Nothing in the entries should change; repeat them exactly.

[Information]
_ _ _ _ _

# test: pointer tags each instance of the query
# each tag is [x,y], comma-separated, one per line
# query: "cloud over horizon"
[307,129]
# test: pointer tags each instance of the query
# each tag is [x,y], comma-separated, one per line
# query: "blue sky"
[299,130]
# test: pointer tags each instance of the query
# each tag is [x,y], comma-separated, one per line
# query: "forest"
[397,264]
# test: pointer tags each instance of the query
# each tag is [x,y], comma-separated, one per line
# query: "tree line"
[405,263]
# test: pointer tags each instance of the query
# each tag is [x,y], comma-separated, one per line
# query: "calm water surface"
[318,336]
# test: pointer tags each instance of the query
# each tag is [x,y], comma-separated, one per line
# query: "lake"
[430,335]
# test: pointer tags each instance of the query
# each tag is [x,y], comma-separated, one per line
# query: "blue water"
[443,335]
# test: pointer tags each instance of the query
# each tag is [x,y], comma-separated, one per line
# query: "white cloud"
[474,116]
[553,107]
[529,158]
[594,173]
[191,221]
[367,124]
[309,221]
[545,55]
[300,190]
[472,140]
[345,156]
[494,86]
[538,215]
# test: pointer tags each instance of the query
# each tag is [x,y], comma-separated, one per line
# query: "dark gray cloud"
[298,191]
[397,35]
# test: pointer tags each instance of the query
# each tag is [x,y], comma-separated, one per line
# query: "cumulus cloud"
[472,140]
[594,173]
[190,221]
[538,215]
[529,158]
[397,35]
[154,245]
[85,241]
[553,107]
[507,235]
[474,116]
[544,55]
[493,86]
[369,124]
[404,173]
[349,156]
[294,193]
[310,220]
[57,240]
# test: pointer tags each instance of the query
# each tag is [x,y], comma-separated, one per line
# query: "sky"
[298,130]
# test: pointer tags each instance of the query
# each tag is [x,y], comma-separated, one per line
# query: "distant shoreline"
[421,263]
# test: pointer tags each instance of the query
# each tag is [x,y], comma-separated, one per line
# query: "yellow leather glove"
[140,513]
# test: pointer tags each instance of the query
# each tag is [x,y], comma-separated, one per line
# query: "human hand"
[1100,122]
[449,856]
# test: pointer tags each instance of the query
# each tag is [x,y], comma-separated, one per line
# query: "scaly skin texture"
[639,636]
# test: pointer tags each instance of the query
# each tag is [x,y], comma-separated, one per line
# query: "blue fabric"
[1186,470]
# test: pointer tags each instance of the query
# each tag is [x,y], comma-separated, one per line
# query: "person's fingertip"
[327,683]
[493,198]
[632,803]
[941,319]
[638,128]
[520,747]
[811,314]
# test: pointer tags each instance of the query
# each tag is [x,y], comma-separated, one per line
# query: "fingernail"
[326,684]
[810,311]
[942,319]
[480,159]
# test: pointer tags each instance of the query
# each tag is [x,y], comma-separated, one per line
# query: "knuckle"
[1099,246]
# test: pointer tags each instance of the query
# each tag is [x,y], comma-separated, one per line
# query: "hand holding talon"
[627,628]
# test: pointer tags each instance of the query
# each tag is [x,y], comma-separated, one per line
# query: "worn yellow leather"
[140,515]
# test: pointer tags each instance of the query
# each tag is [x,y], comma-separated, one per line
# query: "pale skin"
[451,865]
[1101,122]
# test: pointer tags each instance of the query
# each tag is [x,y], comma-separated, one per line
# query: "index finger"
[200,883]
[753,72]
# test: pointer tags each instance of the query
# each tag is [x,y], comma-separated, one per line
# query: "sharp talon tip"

_ _ _ _ _

[Result]
# test: pointer tags each instance of the query
# each tag is [x,y], comma-separated, one per line
# query: "cloud over horizon"
[307,129]
# test: pointer tags each instance of the query
# each tag is [x,y], comma-separated, one per line
# query: "blue sky"
[299,130]
# test: pointer tags each instance of the query
# each tag is [x,y], comma-separated, one per line
# query: "forest"
[397,264]
# test: pointer tags each instance of the query
# each tag is [x,y], comma-separated, one per line
# query: "tree line"
[405,263]
# test: pointer tags each instance of the query
# each tag is [x,y], comma-separated, one per line
# query: "calm water surface"
[318,336]
# test: pointer tags each instance of the query
# each tag is [x,y], comma-separated, one per line
# query: "lake"
[430,335]
# test: pointer tags each instance of the query
# each tag is [x,y], comma-separated, one per line
# query: "blue water"
[443,335]
# test: pointer tags each instance of the query
# each tag is [x,y], comma-separated, one per line
# query: "white cloud"
[474,116]
[553,107]
[529,158]
[594,173]
[191,221]
[367,124]
[309,221]
[545,55]
[300,190]
[472,140]
[345,156]
[494,86]
[538,215]
# test: pointer tags each instance of the query
# each tag is [x,y], comma-separated, one per line
# query: "dark gray cloud"
[298,191]
[397,35]
# test: pointer tags each instance of the query
# each tag is [x,y], comma-separated, one per line
# query: "cumulus cloud"
[472,140]
[594,173]
[190,221]
[538,215]
[529,158]
[397,35]
[154,245]
[85,241]
[553,107]
[507,235]
[474,116]
[544,55]
[493,86]
[369,124]
[404,173]
[349,156]
[294,193]
[310,220]
[57,240]
# test: pointer tags each instance of the query
# each tag is [x,y], comma-separated, one per line
# query: "sky"
[298,130]
# test: pointer tags each instance of the query
# each tag is [x,y], comma-separated, one per line
# query: "distant shoreline"
[421,263]
# test: pointer tags each instance of the query
# each tag is [x,y], comma-separated, one per line
# query: "yellow leather glove"
[140,513]
# test: pointer tags each instance of the query
# each tag is [x,y], comma-separated, one per line
# query: "human hand"
[1100,122]
[449,856]
# test: pointer tags each instance of the query
# each tag is [x,y], comma-separated, one per line
# query: "scaly skin texture"
[639,636]
# test: pointer tags each instance of the query
# each tag is [x,y], comma-separated, one per line
# query: "blue fabric"
[1186,470]
# test: pointer tags each instance of the query
# each tag is [x,y], comma-separated, one per line
# query: "person's fingertip"
[327,683]
[493,198]
[632,803]
[941,319]
[638,128]
[520,747]
[811,314]
# test: pointer tags each instance of the query
# each tag is [x,y], comma-separated, one per line
# query: "fingernail"
[326,684]
[810,311]
[942,319]
[480,159]
# test: pointer tags each instance of the query
# each tag is [x,y], comma-separated, one per line
# query: "knuckle"
[1099,246]
# test: pointer tags each instance of the query
# each tag is [x,y], comma-separated, one per line
# query: "hand holding talon"
[627,628]
# test: pointer tags each instance of the query
# each tag is [x,y], comma-separated, one per line
# query: "worn yellow leather"
[140,515]
# test: pointer tags each instance of the query
# each tag is [x,y], comma-separated, one per line
# query: "pale skin"
[451,865]
[1101,122]
# test: pointer tags each instance of the query
# each tag is [x,y], comma-separated, one per line
# query: "index finger"
[200,883]
[753,72]
# test: pointer tags each instance of the query
# each tag is [x,y], comma-separated, one per line
# query: "sharp talon tip"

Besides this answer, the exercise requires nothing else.